* _Assignment_: Your answer must be every record below, written out exactly as it appears.

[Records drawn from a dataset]
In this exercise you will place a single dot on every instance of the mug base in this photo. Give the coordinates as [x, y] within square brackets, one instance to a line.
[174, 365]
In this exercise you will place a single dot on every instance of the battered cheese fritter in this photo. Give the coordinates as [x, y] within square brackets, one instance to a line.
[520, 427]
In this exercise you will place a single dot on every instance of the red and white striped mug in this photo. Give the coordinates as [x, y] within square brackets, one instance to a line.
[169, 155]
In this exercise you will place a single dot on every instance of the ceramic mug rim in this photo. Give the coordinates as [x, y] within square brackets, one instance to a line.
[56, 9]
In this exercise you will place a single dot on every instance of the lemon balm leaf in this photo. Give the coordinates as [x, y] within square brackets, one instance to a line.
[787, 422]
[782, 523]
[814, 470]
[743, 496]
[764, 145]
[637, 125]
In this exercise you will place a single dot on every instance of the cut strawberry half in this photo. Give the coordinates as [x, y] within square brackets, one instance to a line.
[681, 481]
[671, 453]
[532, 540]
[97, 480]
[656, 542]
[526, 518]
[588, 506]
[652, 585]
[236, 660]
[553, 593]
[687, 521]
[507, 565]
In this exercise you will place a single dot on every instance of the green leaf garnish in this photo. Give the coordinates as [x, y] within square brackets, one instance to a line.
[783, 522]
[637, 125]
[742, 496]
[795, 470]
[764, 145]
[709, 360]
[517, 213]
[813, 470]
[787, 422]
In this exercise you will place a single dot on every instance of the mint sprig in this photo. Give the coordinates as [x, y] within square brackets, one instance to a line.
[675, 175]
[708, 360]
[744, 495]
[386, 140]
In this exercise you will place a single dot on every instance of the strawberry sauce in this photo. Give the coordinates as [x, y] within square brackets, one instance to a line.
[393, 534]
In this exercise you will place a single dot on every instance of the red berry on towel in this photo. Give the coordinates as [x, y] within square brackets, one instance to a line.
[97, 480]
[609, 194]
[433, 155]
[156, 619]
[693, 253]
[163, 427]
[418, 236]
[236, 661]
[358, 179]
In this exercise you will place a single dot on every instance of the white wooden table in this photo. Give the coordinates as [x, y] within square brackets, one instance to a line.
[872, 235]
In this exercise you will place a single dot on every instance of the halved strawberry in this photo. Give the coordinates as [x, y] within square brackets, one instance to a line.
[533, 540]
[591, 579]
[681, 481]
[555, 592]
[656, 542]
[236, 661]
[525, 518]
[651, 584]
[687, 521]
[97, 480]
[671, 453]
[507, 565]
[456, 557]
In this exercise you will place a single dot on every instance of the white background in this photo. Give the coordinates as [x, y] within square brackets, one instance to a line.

* _Answer section_:
In this exercise you will place a single dot on every instance of the mug base in this photo. Give the coordinates as [x, y] within square brackets, one instance to a line.
[174, 365]
In this exercise you will place a single dot on every instance of the battered cheese fritter in this photo. Give the coordinates as [x, y] within square brackets, one instance to a line.
[520, 427]
In this exercise you will place a single dot on every instance of the red and white striped mug in this photo. Give the coordinates as [x, y] within square brackets, one instance to a line.
[169, 155]
In this exercise you will place a single dot on every instance of the ceramic mug rim in this photo. Give the coordinates as [x, y] within square brackets, one instance to a line.
[56, 9]
In this exercise you will place a single dot on every instance of the lemon balm leaf in this photo. Give the coordinates as [x, y] within square brackets, one instance to a line.
[787, 422]
[782, 523]
[814, 470]
[743, 496]
[764, 145]
[637, 125]
In this exercise you will place a single dot on every instance of the cut strawberry half in this photo. Give the coordinates as [x, y] within square brackets, one instance to a line.
[681, 481]
[671, 453]
[532, 540]
[97, 480]
[656, 542]
[526, 518]
[588, 506]
[652, 585]
[236, 660]
[553, 593]
[687, 521]
[507, 565]
In this exercise you will place a single dot on every instance of the green leaf garnish in this photo. Give the coordinates as [x, y] within square brackets, one instance to a line.
[783, 522]
[637, 125]
[742, 496]
[795, 470]
[764, 145]
[709, 360]
[517, 213]
[813, 470]
[787, 422]
In this exercise you will place a single dot on every instance of the mint sprig in this photo. Give the coordinates as [x, y] within square brackets, one instance to a line.
[675, 175]
[708, 360]
[744, 495]
[386, 140]
In this exercise you will place a single dot on every instance of the strawberry sauce in this photo. Give the coordinates as [x, y] within square brackets, one instance to a line.
[393, 534]
In this exercise you will place a single dot on every instance of the red berry on towel in this photo. Give the coordinates as [x, y] within square brackets, one instance to a line.
[97, 480]
[609, 194]
[433, 155]
[156, 619]
[693, 253]
[163, 427]
[418, 236]
[236, 661]
[358, 179]
In this exercise you will place a single dot on every instance of the white wooden table in this photo. Give the coordinates as [x, y] within square brackets, one instance to a line.
[872, 235]
In this exercise you will place a single dot on every instance of the halved strawberry in this photo. Give the coordinates as [x, y] within square brackets, one instance to a line.
[533, 540]
[591, 579]
[681, 481]
[555, 592]
[656, 542]
[236, 661]
[525, 518]
[651, 584]
[687, 521]
[97, 480]
[671, 453]
[507, 565]
[456, 557]
In this exercise you will place a single dot on every instance of the white background in this photo. Give the coordinates as [x, y] within square brackets, one instance to a line.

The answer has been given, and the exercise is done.